Written request — Please write out these lines exactly, starting at the line that contains "target | gorilla nose" and stopping after the line that contains "column 331, row 223".

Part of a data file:
- - - - -

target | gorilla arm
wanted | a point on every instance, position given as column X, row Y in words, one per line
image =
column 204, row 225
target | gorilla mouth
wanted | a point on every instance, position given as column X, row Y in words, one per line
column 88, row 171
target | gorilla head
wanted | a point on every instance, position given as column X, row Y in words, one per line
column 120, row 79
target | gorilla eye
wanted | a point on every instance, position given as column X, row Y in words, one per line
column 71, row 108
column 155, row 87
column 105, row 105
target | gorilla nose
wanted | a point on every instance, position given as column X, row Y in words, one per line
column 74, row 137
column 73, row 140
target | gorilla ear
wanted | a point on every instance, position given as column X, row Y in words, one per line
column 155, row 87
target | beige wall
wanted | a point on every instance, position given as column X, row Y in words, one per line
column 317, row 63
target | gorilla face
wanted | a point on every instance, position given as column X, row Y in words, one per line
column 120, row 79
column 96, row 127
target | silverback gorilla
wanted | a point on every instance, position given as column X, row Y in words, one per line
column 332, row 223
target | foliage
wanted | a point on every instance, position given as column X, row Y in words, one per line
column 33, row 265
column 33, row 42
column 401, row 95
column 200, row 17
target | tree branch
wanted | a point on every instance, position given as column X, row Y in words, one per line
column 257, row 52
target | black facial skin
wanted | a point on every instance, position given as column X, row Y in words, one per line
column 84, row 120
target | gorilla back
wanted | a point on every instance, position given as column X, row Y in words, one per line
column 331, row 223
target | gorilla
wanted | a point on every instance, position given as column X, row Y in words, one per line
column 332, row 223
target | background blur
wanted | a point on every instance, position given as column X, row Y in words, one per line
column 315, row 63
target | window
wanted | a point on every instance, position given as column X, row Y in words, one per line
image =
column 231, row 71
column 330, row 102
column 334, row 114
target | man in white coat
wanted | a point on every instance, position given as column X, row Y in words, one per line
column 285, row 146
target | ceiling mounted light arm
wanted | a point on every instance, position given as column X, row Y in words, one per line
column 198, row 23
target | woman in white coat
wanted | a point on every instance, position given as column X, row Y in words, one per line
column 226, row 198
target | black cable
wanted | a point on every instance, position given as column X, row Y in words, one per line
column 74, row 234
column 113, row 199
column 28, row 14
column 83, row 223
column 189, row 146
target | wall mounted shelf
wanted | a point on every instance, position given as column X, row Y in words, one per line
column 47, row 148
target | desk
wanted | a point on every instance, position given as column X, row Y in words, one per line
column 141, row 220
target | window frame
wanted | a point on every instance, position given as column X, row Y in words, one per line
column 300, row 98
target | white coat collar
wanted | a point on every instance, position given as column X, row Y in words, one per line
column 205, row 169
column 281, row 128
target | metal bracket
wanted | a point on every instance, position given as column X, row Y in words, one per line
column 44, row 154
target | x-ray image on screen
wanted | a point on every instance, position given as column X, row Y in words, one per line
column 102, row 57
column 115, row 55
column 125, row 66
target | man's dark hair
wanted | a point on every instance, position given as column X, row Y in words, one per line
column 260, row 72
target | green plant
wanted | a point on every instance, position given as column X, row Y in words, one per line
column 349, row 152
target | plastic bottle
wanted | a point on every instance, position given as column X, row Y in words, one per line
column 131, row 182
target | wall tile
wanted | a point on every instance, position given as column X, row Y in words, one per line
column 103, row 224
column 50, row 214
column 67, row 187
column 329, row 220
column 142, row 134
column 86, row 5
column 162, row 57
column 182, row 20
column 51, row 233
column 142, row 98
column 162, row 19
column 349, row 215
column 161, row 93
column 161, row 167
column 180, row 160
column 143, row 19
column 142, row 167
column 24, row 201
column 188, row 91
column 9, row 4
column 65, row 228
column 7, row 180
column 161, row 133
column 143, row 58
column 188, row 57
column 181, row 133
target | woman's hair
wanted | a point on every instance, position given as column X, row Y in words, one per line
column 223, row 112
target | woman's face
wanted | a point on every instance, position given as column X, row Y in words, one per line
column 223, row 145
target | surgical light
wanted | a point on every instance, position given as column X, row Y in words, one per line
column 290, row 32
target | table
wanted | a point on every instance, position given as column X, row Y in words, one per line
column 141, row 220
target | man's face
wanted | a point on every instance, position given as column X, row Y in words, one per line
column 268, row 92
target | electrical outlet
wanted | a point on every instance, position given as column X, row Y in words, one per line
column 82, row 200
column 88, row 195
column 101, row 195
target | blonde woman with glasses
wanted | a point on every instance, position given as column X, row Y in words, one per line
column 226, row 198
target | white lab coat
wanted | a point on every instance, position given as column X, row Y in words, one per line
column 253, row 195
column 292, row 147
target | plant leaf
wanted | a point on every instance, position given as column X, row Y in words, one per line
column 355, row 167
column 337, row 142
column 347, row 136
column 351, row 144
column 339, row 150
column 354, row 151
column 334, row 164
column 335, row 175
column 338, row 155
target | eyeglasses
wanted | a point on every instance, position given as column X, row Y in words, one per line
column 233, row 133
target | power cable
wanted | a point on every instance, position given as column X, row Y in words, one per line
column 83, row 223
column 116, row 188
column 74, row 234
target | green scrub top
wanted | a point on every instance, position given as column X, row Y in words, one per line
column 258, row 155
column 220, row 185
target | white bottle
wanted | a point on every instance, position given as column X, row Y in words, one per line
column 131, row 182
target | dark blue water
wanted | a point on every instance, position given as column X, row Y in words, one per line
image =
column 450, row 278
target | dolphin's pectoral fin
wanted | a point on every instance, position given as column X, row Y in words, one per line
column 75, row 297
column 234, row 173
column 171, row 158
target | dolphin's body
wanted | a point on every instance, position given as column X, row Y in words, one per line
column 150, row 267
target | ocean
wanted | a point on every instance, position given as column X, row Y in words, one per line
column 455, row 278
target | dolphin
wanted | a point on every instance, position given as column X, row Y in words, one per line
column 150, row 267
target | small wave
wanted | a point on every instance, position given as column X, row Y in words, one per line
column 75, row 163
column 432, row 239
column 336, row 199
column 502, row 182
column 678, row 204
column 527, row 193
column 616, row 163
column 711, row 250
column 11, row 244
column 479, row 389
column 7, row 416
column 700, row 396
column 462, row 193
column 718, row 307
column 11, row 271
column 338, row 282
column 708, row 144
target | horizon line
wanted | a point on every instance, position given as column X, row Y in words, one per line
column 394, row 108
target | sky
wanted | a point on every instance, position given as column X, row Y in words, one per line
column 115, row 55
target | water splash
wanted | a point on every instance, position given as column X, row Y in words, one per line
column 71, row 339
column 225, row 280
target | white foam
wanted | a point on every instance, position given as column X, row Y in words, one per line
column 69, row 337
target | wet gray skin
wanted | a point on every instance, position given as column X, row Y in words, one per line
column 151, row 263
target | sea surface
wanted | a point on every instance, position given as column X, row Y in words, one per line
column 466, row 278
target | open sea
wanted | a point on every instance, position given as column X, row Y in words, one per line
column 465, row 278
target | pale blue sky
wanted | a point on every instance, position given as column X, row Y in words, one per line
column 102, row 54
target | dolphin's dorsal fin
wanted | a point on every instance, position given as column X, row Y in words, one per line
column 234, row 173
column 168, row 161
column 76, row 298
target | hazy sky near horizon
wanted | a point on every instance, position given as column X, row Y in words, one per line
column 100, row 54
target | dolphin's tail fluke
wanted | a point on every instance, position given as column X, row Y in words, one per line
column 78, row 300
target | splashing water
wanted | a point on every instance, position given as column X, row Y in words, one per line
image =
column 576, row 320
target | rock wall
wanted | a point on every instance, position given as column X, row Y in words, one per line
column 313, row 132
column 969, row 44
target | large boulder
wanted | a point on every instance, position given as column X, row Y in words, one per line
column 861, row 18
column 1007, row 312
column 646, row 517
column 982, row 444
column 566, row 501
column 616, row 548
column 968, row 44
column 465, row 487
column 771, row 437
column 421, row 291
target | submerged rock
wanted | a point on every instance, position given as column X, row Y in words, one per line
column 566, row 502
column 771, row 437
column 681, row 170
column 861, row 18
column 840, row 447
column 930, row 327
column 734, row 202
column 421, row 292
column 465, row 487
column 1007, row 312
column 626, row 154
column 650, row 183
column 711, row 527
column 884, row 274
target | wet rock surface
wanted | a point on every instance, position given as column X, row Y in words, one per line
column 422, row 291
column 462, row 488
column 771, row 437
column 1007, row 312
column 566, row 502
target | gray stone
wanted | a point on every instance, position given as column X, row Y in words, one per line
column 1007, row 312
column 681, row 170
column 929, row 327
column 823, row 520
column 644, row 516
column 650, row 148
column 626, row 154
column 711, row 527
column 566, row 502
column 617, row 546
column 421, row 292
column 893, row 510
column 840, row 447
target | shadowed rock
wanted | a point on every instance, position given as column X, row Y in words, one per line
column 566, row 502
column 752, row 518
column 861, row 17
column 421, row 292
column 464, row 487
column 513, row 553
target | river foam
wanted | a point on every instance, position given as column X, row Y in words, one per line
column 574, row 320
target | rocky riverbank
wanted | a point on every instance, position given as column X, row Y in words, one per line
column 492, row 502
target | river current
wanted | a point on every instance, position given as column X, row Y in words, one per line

- - - - -

Answer in full —
target | gorilla nose
wanted | a point on every instance, position given as column X, row Y in words, one per line
column 74, row 137
column 73, row 140
target | gorilla ear
wanted | a point on every instance, position given as column X, row Y in words, one per line
column 155, row 87
target | beige wall
wanted | a point on every instance, position given as column X, row Y in words, one per line
column 317, row 63
target | gorilla face
wanted | a point on every instance, position given as column X, row Y in words, one per line
column 120, row 79
column 96, row 127
target | silverback gorilla
wanted | a point on every instance, position given as column X, row Y in words, one per line
column 332, row 223
target | foliage
wanted | a point on every instance, position given as column X, row Y in words, one per line
column 33, row 265
column 33, row 42
column 401, row 95
column 200, row 17
target | tree branch
wanted | a point on every instance, position given as column X, row Y in words, one per line
column 257, row 52
target | black facial skin
wanted | a point on every instance, position given as column X, row Y in words, one per line
column 84, row 120
target | gorilla back
wanted | a point on every instance, position given as column X, row Y in words, one per line
column 331, row 223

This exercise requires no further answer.